The input —
%%

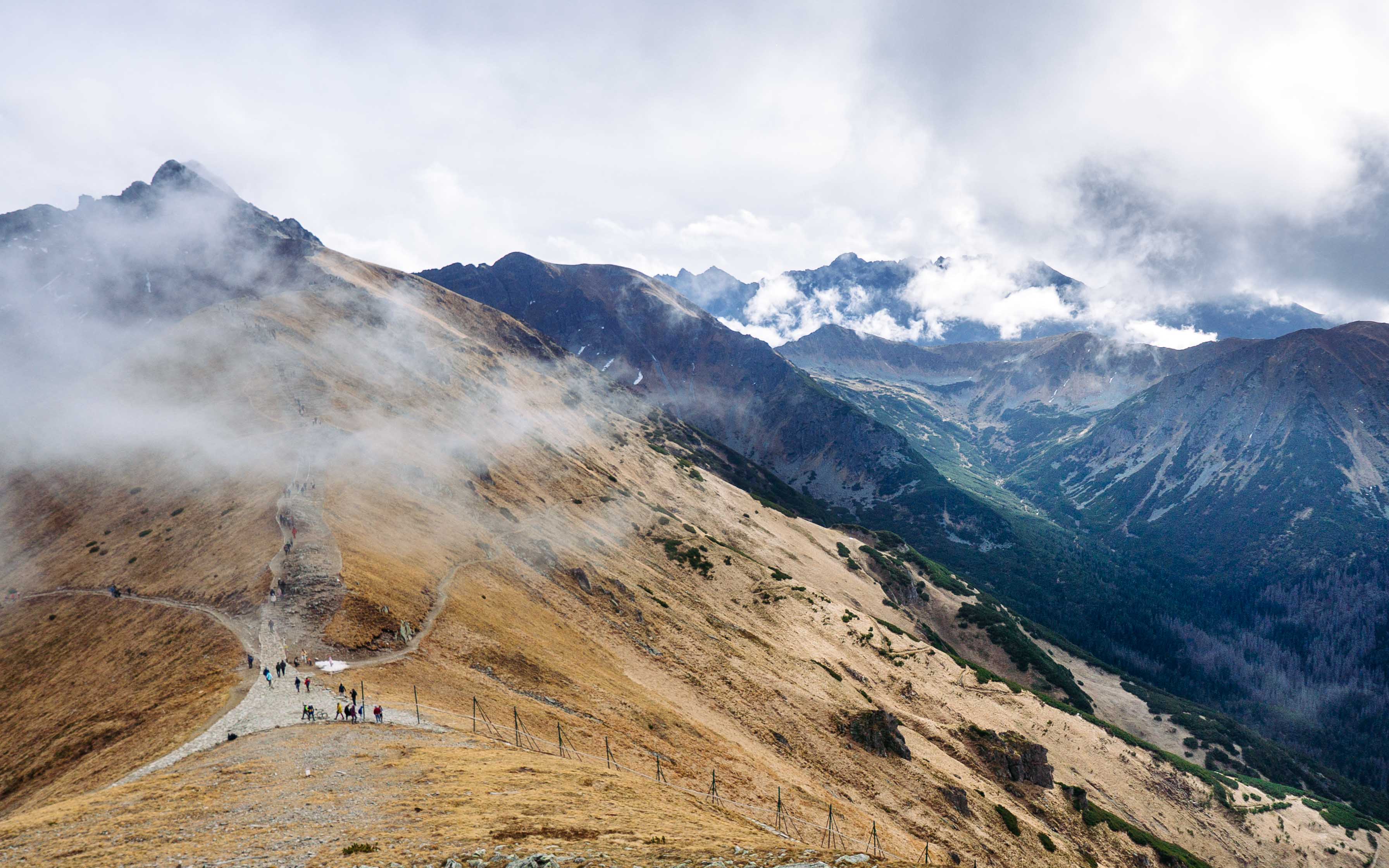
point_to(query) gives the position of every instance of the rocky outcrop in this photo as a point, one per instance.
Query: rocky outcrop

%%
%%

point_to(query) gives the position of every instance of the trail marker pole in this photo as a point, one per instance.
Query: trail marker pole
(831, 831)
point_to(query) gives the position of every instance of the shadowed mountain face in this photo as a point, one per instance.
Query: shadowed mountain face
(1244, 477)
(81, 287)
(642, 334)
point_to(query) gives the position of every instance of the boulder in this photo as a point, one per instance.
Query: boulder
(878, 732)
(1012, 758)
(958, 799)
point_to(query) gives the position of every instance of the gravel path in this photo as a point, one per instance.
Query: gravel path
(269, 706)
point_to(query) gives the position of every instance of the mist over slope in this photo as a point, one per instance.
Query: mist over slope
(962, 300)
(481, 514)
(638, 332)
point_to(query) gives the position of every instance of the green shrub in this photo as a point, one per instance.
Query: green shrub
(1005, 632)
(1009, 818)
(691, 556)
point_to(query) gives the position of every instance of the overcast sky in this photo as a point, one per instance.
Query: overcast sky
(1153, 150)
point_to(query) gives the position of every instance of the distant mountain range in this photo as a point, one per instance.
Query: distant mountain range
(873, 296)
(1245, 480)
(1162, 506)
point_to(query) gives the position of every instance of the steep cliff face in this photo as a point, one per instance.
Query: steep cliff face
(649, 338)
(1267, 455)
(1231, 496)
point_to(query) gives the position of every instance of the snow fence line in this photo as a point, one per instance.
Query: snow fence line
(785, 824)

%%
%%

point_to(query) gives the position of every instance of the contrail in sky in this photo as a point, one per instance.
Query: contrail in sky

%%

Task prompt —
The answer should be a bare number: the count of lines above in which the word "contrail" occurs.

Written answer —
2